Directions:
Take the line that contains "Locate each instance of the train front window" as the first line and the final line of the records as the last; return exactly those lines and the lines between.
______________________________
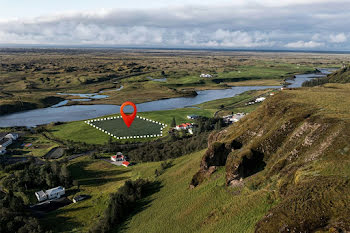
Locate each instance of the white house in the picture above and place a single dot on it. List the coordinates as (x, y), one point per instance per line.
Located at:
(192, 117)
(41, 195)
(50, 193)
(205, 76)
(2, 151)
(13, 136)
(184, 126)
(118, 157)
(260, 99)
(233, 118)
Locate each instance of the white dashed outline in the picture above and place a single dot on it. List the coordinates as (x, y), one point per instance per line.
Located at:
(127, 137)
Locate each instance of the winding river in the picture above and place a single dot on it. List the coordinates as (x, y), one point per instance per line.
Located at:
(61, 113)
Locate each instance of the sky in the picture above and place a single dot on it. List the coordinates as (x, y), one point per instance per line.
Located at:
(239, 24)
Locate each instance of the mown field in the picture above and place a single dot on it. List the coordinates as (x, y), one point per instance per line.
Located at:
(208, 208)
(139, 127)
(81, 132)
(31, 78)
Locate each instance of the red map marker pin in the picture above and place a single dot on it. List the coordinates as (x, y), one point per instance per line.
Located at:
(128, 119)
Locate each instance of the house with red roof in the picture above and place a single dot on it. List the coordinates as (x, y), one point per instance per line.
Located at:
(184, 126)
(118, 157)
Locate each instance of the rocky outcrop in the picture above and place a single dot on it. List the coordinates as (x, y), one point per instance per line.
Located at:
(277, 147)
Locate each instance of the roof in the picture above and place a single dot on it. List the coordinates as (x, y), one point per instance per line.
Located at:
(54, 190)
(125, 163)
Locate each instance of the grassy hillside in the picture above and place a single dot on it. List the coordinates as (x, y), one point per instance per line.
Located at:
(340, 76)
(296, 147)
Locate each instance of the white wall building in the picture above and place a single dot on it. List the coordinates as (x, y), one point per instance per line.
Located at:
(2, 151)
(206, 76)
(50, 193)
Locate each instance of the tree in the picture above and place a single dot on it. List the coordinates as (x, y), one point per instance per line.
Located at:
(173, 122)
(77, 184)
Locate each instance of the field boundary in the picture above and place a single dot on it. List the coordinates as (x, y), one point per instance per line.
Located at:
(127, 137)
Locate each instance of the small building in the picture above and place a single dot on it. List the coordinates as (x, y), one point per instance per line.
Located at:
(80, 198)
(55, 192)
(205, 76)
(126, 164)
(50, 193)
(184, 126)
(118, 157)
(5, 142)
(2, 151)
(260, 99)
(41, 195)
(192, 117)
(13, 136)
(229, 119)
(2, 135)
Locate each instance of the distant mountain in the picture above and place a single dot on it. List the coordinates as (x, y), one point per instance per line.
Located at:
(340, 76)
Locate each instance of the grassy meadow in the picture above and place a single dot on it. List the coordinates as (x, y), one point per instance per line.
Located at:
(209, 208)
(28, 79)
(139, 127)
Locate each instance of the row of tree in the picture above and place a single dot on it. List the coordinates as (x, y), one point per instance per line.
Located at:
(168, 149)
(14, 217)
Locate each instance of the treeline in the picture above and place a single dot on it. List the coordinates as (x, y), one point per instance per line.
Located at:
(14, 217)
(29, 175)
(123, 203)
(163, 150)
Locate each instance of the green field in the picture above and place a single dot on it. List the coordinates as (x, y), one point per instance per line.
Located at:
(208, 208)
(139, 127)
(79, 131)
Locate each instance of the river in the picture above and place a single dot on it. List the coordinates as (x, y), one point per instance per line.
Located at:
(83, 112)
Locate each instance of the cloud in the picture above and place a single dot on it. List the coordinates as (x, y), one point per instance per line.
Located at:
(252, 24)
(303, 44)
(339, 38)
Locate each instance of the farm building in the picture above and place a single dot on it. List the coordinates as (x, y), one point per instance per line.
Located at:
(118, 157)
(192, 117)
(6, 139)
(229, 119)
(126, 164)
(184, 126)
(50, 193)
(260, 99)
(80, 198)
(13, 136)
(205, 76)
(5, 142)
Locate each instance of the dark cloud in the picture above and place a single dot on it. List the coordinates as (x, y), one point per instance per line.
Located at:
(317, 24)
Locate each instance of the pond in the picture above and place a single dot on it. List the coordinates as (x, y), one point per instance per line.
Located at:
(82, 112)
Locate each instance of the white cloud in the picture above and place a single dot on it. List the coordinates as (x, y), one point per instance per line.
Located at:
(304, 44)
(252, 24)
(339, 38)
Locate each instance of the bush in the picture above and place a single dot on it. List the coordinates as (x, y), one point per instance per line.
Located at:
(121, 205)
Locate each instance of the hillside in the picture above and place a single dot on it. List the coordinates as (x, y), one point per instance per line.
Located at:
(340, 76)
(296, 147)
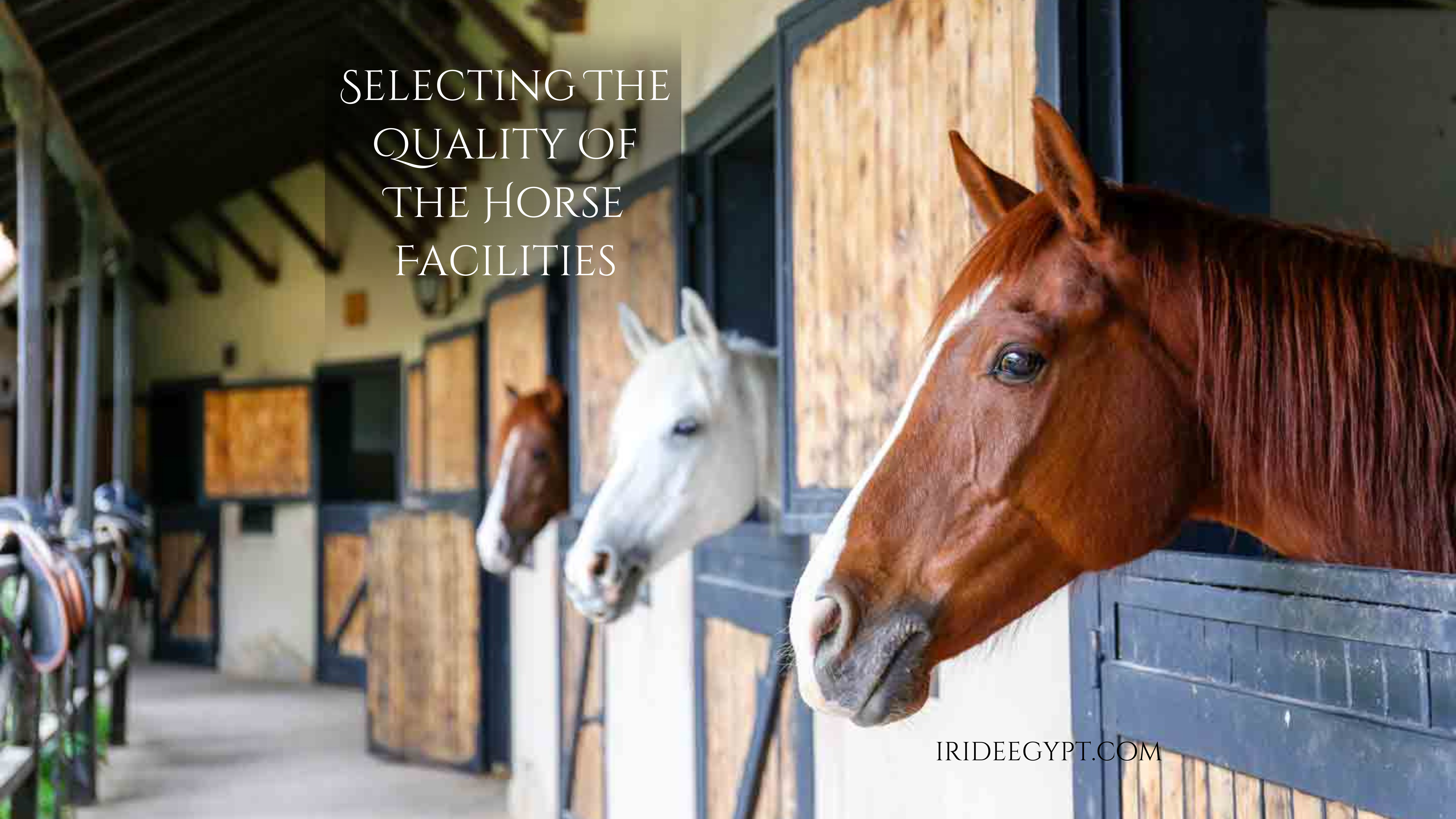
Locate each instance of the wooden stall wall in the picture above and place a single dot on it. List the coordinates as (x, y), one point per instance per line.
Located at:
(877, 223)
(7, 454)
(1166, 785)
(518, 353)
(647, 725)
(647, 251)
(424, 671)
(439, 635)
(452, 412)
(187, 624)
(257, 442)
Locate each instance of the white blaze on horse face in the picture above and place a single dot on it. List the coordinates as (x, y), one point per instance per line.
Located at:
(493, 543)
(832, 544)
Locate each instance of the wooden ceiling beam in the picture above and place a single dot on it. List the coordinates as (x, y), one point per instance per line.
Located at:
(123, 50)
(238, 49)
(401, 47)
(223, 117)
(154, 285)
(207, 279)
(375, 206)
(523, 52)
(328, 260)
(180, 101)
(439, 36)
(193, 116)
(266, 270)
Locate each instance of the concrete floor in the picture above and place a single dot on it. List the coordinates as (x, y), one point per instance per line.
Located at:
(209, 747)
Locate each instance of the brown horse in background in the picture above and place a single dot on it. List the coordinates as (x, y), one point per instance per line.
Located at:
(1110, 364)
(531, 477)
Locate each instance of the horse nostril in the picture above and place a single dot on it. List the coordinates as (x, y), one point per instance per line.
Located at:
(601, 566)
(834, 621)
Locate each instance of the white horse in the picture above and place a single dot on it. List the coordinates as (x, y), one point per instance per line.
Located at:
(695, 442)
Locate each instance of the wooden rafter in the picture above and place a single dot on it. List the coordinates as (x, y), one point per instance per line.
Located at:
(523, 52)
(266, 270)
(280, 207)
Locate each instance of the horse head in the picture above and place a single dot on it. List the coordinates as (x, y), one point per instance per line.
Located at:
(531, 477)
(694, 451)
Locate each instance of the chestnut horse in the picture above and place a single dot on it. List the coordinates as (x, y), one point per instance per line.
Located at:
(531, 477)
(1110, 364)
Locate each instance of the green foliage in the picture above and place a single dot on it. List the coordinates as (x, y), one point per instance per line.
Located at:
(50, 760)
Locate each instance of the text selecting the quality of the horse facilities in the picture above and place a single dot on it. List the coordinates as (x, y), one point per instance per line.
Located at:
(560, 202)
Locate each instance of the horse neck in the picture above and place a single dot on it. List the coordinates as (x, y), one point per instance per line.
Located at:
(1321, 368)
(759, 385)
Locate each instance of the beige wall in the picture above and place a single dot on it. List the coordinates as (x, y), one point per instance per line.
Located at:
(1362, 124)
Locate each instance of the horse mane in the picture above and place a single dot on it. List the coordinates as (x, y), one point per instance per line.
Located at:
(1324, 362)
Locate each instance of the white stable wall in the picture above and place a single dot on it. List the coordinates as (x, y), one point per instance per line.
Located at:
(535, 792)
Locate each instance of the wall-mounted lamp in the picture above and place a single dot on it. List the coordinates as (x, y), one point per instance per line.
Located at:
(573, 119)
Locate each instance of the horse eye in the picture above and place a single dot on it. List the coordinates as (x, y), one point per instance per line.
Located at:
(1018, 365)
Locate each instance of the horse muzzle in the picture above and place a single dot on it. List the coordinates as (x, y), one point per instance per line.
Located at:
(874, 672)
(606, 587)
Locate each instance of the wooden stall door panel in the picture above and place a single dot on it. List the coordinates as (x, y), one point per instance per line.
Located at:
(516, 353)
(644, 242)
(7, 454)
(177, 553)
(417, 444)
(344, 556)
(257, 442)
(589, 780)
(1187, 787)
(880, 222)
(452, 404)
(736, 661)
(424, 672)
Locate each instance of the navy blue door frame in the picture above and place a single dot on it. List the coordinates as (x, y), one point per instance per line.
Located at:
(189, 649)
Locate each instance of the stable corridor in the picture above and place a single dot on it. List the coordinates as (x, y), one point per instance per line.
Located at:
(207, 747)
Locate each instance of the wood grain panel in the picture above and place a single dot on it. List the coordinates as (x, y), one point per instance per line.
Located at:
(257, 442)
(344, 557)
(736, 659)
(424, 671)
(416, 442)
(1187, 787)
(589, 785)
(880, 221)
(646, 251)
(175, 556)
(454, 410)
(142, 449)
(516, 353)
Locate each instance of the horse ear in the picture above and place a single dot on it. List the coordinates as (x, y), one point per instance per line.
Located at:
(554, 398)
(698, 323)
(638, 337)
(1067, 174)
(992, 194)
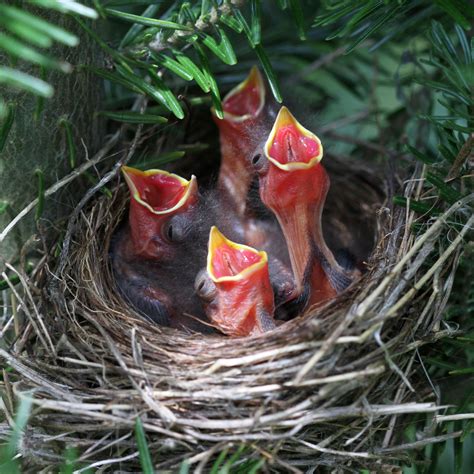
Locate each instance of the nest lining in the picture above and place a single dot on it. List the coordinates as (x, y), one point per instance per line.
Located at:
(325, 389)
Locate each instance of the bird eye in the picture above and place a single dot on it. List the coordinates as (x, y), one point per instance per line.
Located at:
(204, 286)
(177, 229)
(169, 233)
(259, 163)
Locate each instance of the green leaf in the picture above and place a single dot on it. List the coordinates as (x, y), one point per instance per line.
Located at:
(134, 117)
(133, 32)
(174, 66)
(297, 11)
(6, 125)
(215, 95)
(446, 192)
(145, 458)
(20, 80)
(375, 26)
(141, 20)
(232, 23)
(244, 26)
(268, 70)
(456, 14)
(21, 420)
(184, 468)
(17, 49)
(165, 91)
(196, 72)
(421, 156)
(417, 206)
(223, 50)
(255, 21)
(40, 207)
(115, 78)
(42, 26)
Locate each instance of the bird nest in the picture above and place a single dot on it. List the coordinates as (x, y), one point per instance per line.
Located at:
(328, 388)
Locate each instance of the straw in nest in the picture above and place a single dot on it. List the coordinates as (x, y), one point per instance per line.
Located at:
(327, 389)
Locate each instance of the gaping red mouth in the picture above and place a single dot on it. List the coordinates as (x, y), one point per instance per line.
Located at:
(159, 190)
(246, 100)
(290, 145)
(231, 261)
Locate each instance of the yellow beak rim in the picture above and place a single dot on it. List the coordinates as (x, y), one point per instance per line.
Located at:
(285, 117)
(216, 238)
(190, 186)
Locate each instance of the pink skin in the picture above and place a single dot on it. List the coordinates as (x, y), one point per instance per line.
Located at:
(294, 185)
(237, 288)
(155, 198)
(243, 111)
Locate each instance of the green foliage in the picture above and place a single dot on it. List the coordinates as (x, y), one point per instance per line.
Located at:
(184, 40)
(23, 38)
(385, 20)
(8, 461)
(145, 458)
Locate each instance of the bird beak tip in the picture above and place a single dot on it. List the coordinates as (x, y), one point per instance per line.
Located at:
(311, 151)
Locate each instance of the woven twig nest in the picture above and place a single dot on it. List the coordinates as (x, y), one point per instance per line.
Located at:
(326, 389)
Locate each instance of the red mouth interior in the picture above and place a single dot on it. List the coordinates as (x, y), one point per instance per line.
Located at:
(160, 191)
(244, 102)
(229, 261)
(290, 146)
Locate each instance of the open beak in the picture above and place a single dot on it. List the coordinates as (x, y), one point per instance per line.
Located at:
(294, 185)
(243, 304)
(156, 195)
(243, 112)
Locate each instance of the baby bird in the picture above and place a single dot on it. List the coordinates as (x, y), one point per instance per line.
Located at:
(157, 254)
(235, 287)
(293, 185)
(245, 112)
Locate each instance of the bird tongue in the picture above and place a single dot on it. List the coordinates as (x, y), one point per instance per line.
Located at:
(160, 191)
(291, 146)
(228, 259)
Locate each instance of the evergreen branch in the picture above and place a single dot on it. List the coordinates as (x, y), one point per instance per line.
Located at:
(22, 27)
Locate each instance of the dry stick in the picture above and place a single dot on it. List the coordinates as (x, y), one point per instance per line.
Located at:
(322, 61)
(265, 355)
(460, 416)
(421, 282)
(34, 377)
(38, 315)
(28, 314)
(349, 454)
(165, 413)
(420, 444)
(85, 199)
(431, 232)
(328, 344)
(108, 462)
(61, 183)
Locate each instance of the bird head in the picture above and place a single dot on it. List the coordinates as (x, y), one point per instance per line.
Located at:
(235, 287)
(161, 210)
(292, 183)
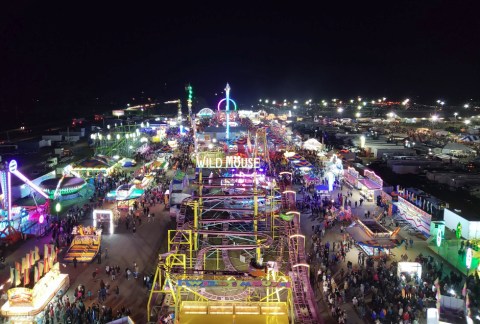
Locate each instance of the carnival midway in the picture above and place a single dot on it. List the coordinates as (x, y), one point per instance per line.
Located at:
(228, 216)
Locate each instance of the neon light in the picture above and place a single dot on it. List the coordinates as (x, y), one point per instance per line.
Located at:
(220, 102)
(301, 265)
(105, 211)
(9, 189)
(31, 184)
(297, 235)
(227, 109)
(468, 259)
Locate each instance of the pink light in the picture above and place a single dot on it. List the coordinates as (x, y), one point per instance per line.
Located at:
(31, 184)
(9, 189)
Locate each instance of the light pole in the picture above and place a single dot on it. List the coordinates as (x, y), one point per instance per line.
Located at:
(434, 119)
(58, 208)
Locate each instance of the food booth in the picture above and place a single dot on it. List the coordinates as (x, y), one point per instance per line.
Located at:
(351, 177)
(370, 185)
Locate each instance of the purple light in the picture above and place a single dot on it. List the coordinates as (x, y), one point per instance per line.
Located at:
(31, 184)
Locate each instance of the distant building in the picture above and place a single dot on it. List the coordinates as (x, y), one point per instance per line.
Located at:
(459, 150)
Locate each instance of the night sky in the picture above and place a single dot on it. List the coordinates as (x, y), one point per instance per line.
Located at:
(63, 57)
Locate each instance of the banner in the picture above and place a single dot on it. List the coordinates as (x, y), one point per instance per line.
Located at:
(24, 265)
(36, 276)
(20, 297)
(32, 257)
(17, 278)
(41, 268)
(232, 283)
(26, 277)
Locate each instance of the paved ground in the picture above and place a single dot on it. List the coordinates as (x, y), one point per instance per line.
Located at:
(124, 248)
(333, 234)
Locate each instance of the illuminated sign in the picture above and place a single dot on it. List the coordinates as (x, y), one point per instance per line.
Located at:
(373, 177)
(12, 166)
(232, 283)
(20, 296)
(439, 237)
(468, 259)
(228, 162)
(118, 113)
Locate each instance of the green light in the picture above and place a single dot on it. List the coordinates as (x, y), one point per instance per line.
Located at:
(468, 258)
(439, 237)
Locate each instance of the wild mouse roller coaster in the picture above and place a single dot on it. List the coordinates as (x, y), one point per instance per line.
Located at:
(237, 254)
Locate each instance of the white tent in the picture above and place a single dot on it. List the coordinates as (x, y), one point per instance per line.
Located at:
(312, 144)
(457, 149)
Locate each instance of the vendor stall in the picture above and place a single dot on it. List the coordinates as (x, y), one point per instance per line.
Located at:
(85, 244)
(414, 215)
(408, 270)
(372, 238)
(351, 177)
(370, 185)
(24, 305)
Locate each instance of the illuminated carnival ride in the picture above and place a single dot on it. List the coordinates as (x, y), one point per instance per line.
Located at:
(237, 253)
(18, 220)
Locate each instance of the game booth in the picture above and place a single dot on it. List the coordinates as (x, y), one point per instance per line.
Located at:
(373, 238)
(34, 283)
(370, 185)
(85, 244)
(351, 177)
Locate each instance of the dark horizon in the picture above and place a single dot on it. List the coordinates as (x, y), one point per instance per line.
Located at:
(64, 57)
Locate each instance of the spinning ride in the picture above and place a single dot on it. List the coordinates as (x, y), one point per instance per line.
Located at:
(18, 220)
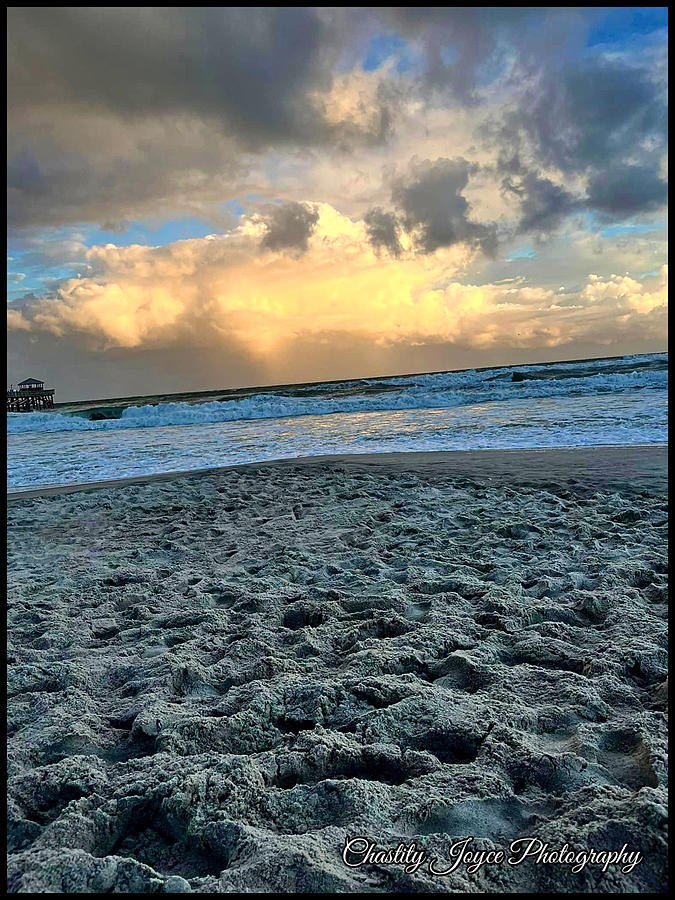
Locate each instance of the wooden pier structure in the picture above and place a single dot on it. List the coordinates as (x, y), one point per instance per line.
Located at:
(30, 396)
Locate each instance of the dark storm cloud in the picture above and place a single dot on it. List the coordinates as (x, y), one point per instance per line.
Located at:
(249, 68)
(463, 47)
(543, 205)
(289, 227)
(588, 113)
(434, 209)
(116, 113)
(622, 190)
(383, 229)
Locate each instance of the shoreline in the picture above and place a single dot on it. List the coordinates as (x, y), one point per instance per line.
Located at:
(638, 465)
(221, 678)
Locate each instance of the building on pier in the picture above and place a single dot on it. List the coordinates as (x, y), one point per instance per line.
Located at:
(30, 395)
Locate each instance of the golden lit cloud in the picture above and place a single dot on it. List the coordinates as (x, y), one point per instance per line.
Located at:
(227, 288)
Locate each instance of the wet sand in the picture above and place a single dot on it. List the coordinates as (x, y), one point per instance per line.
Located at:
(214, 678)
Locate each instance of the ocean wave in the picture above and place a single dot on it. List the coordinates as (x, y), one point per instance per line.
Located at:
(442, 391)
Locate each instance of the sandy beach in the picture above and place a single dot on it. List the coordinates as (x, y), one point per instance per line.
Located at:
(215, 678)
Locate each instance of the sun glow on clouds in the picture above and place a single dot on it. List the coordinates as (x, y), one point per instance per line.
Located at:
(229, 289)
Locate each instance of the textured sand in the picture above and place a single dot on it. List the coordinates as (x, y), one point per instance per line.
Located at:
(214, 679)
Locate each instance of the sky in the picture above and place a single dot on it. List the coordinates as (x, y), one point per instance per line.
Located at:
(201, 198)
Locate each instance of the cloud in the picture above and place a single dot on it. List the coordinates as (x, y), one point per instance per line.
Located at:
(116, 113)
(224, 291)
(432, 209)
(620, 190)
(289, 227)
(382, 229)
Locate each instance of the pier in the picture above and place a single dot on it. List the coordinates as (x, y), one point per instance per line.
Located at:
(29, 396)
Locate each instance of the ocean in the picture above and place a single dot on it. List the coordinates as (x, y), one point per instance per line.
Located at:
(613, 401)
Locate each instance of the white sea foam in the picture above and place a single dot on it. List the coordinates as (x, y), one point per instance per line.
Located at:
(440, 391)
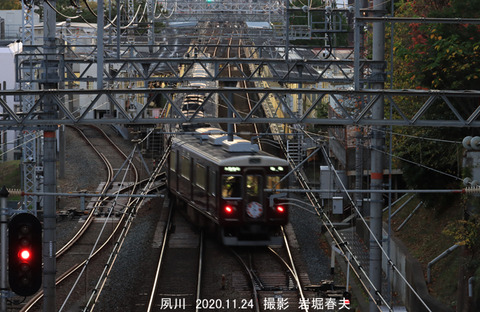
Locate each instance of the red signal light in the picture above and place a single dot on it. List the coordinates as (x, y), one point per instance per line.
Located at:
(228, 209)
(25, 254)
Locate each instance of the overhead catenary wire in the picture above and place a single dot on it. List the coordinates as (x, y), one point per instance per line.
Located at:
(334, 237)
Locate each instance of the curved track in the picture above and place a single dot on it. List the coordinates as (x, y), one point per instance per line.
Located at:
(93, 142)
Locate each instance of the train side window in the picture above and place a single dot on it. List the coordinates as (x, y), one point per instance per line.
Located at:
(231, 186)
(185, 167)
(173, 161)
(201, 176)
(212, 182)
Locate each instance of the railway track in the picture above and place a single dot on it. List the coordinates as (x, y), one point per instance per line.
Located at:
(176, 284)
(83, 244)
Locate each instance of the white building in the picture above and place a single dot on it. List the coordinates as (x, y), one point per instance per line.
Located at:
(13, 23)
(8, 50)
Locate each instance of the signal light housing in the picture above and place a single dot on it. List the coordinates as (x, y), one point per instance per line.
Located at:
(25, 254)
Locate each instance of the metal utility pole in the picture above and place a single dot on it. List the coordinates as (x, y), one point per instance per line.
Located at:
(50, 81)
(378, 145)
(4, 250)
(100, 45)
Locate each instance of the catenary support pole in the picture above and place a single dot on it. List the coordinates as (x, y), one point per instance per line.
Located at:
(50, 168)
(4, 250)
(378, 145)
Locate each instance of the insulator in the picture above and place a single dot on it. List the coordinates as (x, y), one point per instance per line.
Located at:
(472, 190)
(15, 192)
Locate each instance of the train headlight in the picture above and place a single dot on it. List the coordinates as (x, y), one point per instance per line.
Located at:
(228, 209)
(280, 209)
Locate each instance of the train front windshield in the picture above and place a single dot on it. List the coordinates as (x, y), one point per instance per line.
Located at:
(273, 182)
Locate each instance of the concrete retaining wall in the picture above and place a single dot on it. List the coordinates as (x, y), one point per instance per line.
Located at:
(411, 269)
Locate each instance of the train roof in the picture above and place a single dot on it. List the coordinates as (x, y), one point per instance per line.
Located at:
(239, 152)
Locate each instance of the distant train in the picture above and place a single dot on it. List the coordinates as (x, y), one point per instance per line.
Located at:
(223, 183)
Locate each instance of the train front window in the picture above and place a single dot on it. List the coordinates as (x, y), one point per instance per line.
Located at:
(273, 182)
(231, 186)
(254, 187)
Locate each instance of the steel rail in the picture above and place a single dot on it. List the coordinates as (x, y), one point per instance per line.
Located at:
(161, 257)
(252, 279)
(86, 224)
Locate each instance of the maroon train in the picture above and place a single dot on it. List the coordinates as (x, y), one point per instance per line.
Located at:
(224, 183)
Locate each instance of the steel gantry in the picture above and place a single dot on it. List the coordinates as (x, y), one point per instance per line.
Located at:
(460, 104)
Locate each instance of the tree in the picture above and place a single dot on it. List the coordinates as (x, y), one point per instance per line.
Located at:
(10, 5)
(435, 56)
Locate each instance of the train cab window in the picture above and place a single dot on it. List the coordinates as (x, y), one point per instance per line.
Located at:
______________________________
Solution for this problem:
Locate each instance of the train front window in the picture above and place a single dot on it. List the coordinates as (x, y), one point per instance per line.
Located at:
(273, 182)
(231, 186)
(254, 187)
Locate each instance of the steel rail in the picture above and place a single dot on it. List the coordinates as (x, y), one point per instance per line.
Located at:
(161, 257)
(252, 279)
(86, 224)
Locate each instance of the maroon train in the picture above and place a single dot on it. List the coordinates as (x, y), one point per instance per line.
Located at:
(224, 183)
Locate each instance of the steel gantry in the picture above and place a single dot on it. List the coordinates as (x, y), one point per instance per line.
Located at:
(460, 104)
Locate each instance of the tree in the picture above and place a single dot on it. List the coordinates as (x, y), one point per instance per line.
Located at:
(10, 5)
(435, 56)
Locate each instance of the train cab window in the picture above and place a single dot on it. List the coordinates as (x, y), one point per instance per line.
Located at:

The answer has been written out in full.